===== DATASET EXCERPTS =====

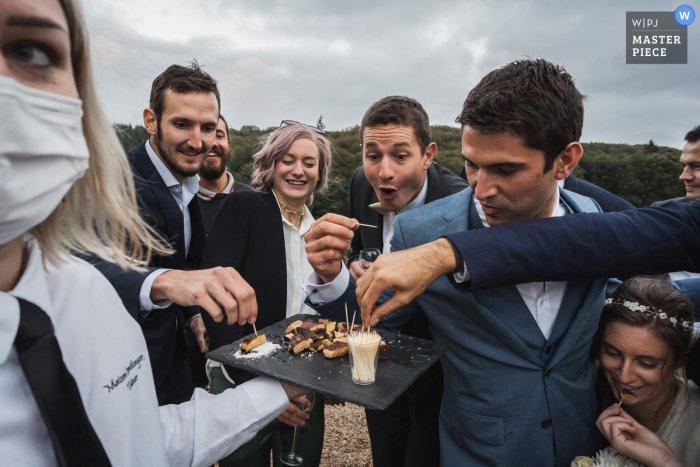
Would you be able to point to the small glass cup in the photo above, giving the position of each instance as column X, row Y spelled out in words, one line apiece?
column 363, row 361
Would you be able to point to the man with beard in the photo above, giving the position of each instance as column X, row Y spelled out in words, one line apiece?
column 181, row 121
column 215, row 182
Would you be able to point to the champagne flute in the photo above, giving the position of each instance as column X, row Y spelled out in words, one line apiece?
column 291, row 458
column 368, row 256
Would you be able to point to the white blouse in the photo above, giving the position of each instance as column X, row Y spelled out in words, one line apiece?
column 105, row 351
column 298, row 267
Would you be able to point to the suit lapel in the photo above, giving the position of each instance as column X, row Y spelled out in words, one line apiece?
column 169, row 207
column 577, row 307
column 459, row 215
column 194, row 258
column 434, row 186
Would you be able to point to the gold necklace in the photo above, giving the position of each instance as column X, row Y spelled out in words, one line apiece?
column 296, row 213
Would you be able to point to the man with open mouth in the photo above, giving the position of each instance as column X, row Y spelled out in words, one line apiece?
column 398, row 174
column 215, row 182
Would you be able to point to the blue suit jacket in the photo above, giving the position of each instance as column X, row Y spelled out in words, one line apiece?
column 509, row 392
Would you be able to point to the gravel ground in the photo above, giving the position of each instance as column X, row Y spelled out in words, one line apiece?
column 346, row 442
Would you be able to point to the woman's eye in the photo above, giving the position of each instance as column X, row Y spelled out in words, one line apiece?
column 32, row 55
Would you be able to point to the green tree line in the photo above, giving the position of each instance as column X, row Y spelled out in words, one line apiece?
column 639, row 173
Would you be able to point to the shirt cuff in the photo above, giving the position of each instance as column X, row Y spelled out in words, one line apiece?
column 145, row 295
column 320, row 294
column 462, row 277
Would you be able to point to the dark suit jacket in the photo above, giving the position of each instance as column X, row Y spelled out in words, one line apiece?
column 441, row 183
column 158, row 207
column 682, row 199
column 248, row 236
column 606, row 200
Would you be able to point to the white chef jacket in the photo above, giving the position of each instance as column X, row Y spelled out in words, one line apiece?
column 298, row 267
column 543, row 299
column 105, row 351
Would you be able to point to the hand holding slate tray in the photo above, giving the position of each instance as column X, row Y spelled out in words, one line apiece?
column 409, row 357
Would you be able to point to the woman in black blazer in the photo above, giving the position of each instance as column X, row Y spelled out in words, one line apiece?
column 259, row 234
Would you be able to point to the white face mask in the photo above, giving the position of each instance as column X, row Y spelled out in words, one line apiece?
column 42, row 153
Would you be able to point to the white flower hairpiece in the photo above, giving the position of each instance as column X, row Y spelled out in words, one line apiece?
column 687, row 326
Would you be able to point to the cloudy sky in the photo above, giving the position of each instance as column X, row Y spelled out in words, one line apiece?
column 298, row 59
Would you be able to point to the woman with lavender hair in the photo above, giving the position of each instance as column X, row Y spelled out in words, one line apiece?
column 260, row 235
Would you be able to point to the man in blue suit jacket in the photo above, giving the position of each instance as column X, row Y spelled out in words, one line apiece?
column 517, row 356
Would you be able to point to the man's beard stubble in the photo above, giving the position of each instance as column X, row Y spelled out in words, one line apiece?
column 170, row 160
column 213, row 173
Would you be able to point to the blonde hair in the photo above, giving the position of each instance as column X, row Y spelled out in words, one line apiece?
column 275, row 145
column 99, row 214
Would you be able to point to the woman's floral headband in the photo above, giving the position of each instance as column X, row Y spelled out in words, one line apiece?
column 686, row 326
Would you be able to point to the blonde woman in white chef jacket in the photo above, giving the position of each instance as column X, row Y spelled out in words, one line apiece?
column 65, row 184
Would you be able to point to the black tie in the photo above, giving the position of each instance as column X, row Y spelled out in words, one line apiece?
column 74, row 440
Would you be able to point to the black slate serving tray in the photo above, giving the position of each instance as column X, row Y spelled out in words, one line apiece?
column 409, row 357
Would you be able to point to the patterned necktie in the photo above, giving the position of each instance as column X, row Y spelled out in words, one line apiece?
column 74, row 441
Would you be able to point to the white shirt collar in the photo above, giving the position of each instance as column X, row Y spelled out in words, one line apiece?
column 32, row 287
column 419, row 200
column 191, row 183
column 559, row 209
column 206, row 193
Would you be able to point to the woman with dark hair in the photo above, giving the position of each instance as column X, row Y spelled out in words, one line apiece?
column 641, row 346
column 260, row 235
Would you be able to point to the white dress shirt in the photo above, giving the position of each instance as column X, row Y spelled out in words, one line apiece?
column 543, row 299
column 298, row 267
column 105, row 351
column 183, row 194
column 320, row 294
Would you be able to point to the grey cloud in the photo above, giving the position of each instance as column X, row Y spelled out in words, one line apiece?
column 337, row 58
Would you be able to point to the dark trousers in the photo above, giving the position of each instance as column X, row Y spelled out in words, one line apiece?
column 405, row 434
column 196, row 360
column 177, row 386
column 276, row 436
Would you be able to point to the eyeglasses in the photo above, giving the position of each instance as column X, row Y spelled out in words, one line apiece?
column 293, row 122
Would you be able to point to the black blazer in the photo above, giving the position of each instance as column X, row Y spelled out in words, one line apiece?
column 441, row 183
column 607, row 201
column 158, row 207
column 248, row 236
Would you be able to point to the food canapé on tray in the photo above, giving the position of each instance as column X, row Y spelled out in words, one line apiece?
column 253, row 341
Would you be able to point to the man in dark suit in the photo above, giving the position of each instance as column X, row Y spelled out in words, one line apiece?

=====

### WHAT YOU ARE ASKED TO DO
Lay out all of the lines above as a Markdown table with two columns, "Number" for the row number and "Line" for the line itself. Skip blank lines, and leave the pictures out of the table.

### RESPONSE TO THIS EXERCISE
| Number | Line |
|---|---|
| 1 | Would you be able to point to the small glass cup in the photo above, giving the position of each instance as column X, row Y spelled out in words, one line apiece? |
| 2 | column 363, row 361 |
| 3 | Would you be able to point to the man with beard in the photo above, giving the position of each instance as column X, row Y spelled out in words, one line apiece? |
| 4 | column 181, row 121 |
| 5 | column 215, row 182 |
| 6 | Would you be able to point to the champagne flute in the photo above, giving the position of each instance as column X, row Y spelled out in words, one line apiece? |
| 7 | column 291, row 458 |
| 8 | column 368, row 256 |
| 9 | Would you be able to point to the white blouse in the photo above, giving the position of each instance as column X, row Y spelled out in words, one line apiece? |
| 10 | column 105, row 351 |
| 11 | column 298, row 267 |
| 12 | Would you be able to point to the suit lapel in the photo above, giving the position of each instance as column X, row Y spelled out in words, one line apiece? |
| 13 | column 169, row 207 |
| 14 | column 577, row 307 |
| 15 | column 459, row 215 |
| 16 | column 194, row 258 |
| 17 | column 434, row 186 |
| 18 | Would you be able to point to the gold necklace in the photo above, giving the position of each instance as column X, row Y spelled out in words, one line apiece? |
| 19 | column 296, row 213 |
| 20 | Would you be able to point to the man with open mouth in the photo above, giving the position of each instance as column X, row Y spelled out in words, one line apiece? |
| 21 | column 398, row 174 |
| 22 | column 215, row 182 |
| 23 | Would you be able to point to the blue suit jacket in the photo above, giving the position of each instance as column X, row Y spelled out in words, one line apiece? |
| 24 | column 509, row 392 |
| 25 | Would you be able to point to the gravel ground in the photo above, giving the position of each instance as column X, row Y spelled out in words, one line apiece? |
| 26 | column 346, row 442 |
| 27 | Would you be able to point to the woman's eye in the photo above, giving the position of each instance as column X, row Y spelled out in words, one line apiece? |
| 28 | column 32, row 55 |
| 29 | Would you be able to point to the green tree line in the photo above, giving the position of each instance as column X, row Y spelled out in words, one line apiece? |
| 30 | column 639, row 173 |
| 31 | Would you be able to point to the shirt cuff in the photo above, giving the position of each instance as column X, row Y spelled out in words, one line apiece? |
| 32 | column 145, row 295 |
| 33 | column 320, row 294 |
| 34 | column 462, row 277 |
| 35 | Would you be able to point to the dark suit jacket in the photo above, giving the position of each instance as column X, row Y spelled out in words, one line apiece? |
| 36 | column 441, row 183 |
| 37 | column 158, row 207 |
| 38 | column 682, row 199 |
| 39 | column 248, row 236 |
| 40 | column 606, row 200 |
| 41 | Would you be able to point to the white chef jacket in the photo above, giving the position of each instance as column X, row Y spelled out in words, one line apiece? |
| 42 | column 298, row 267 |
| 43 | column 543, row 299 |
| 44 | column 105, row 351 |
| 45 | Would you be able to point to the hand holding slate tray in the photo above, giving the position of each instance as column X, row Y spelled out in words, one line apiece? |
| 46 | column 409, row 357 |
| 47 | Would you be able to point to the woman in black blazer in the photo above, giving the position of each instance as column X, row Y spelled out in words, one line apiece? |
| 48 | column 259, row 234 |
| 49 | Would you be able to point to the white face mask in the photo above, giving the position of each instance as column X, row Y spelled out in words, one line apiece? |
| 50 | column 42, row 153 |
| 51 | Would you be able to point to the white flower hairpiece in the photo above, giving the position of each instance as column X, row Y spelled out in words, one line apiece? |
| 52 | column 687, row 326 |
| 53 | Would you be able to point to the cloudy sky in the photo above, giving the position of each instance as column X, row Y spelled out in words, one line apiece? |
| 54 | column 298, row 59 |
| 55 | Would you be able to point to the woman with lavender hair in the photo above, giving the position of each instance as column X, row Y spelled out in words, one line apiece? |
| 56 | column 260, row 235 |
| 57 | Would you be able to point to the man in blue suit jacket in the photo above, giving the position of each instance as column X, row Y spelled out in words, one line apiece? |
| 58 | column 517, row 356 |
| 59 | Would you be able to point to the man's beard stubble in the photo above, giving the position of each instance as column X, row Y spelled out in words, one line apiece? |
| 60 | column 170, row 160 |
| 61 | column 213, row 173 |
| 62 | Would you be able to point to the blonde hair in the photo above, giving the position of each instance as column X, row Y spelled out in words, one line apiece? |
| 63 | column 275, row 145 |
| 64 | column 99, row 214 |
| 65 | Would you be able to point to the woman's floral headband in the photo above, giving the position of each instance as column X, row Y spelled out in words, one line apiece? |
| 66 | column 686, row 326 |
| 67 | Would you be able to point to the blonde woman in white chef jacket in the photo above, giving the position of each instance as column X, row Y spelled out in words, one line apiece? |
| 68 | column 65, row 184 |
| 69 | Would you be able to point to the black tie in the photo above, giving the position of each instance as column X, row Y spelled out in words, one line apiece? |
| 70 | column 74, row 440 |
| 71 | Would you be able to point to the black slate serving tray in the photo above, giving the position of each instance as column X, row Y spelled out in words, one line apiece? |
| 72 | column 409, row 357 |
| 73 | Would you be able to point to the patterned necktie in the photo above, giving the position of each instance as column X, row Y spelled out in words, one line apiece? |
| 74 | column 74, row 441 |
| 75 | Would you be able to point to the white shirt collar in the photo above, giving the position of each instance as column X, row Y spelled out in words, one line apiece? |
| 76 | column 32, row 287 |
| 77 | column 419, row 200 |
| 78 | column 191, row 183 |
| 79 | column 559, row 209 |
| 80 | column 206, row 193 |
| 81 | Would you be able to point to the woman with dark hair in the photo above, giving the position of each instance as column X, row Y spelled out in words, one line apiece? |
| 82 | column 641, row 346 |
| 83 | column 260, row 235 |
| 84 | Would you be able to point to the white dress shirt in the photo above, giving the position of each instance as column X, row Y spelled out in words, one line apiece? |
| 85 | column 543, row 299 |
| 86 | column 298, row 267 |
| 87 | column 105, row 351 |
| 88 | column 183, row 194 |
| 89 | column 320, row 294 |
| 90 | Would you be able to point to the grey cloud in the photo above, giving the position of each instance as column X, row Y spelled out in words, one line apiece? |
| 91 | column 337, row 58 |
| 92 | Would you be able to point to the dark trousers in the photo above, giving the position of each instance as column X, row Y spelled out in words, one line apiece? |
| 93 | column 405, row 434 |
| 94 | column 196, row 360 |
| 95 | column 177, row 386 |
| 96 | column 276, row 436 |
| 97 | Would you be able to point to the eyeglasses in the photo above, giving the position of each instance as column X, row Y spelled out in words, one line apiece? |
| 98 | column 293, row 122 |
| 99 | Would you be able to point to the black blazer in the photo above, giving the position of each instance as column X, row Y spelled out in words, one line apiece? |
| 100 | column 441, row 183 |
| 101 | column 607, row 201 |
| 102 | column 158, row 207 |
| 103 | column 248, row 236 |
| 104 | Would you be able to point to the food canapé on tray in the photo above, giving the position of each instance as column X, row Y spelled out in words, one line apiece? |
| 105 | column 253, row 341 |
| 106 | Would you be able to point to the man in dark suit in the photo above, giving the position of each instance as column X, row Y spelled out in words, one line apiece? |